◆ Verilen kayıtlar ◆

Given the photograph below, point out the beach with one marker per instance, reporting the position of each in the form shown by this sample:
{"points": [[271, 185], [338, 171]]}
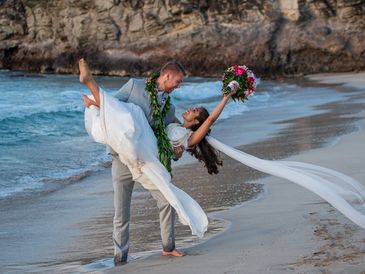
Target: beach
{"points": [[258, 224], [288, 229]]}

==

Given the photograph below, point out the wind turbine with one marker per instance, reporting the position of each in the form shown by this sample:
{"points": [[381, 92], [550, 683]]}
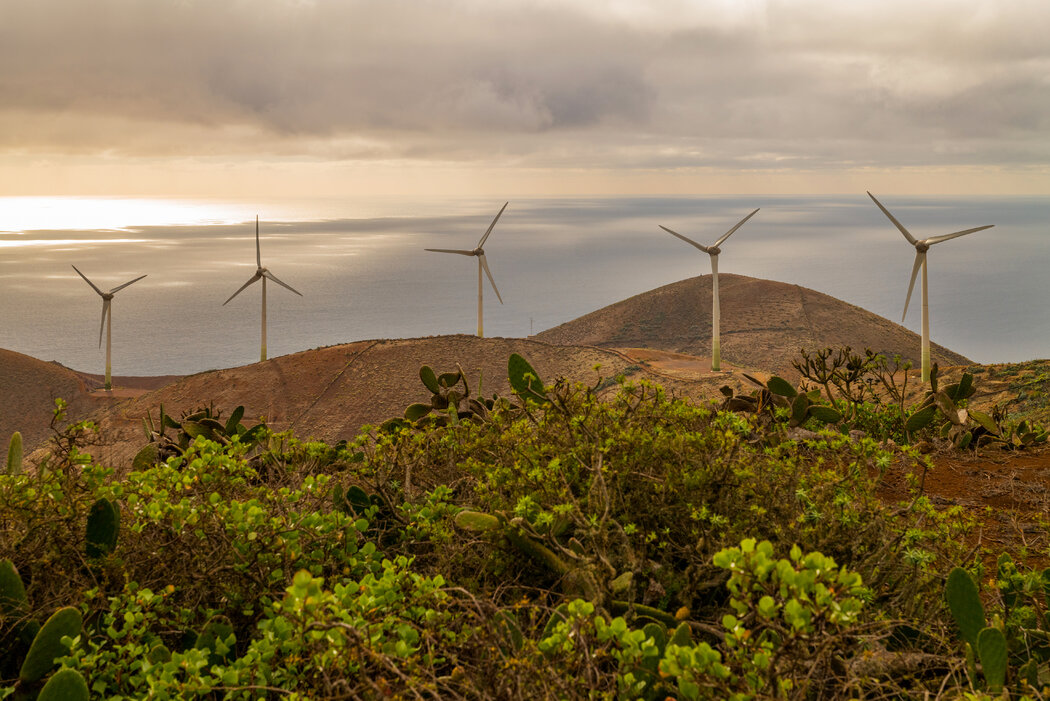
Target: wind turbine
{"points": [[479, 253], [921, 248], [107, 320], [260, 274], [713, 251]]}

---

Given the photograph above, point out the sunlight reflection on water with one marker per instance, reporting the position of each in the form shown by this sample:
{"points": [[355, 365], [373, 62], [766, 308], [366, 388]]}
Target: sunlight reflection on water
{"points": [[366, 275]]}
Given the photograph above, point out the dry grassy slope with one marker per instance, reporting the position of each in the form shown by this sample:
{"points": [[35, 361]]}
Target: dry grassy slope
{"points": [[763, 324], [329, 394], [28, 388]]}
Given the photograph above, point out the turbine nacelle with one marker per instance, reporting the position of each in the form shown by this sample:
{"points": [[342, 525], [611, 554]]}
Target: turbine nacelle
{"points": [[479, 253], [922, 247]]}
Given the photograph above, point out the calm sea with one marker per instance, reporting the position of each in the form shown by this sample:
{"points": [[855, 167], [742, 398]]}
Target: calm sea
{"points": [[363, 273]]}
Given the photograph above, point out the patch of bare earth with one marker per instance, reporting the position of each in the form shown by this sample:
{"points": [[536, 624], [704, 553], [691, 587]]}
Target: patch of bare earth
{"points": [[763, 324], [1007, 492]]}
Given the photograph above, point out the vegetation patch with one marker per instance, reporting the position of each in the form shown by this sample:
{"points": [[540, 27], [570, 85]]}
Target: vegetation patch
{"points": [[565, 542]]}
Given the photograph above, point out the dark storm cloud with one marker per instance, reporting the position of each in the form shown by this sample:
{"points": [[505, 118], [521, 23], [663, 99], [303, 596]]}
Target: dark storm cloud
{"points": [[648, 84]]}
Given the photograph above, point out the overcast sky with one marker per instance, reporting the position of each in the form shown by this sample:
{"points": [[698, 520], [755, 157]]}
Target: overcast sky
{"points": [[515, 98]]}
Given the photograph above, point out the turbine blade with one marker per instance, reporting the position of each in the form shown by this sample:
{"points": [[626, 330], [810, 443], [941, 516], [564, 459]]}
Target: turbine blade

◆ Yapılacak iş ◆
Yukarıdaki kayıtlarda "overcast" kelimesinin geçtiği kaç satır var, söyle; büyük ve küçük harf farkı önemli. Cevap olarak sadece sayıyı yaz.

◆ Cevap ◆
2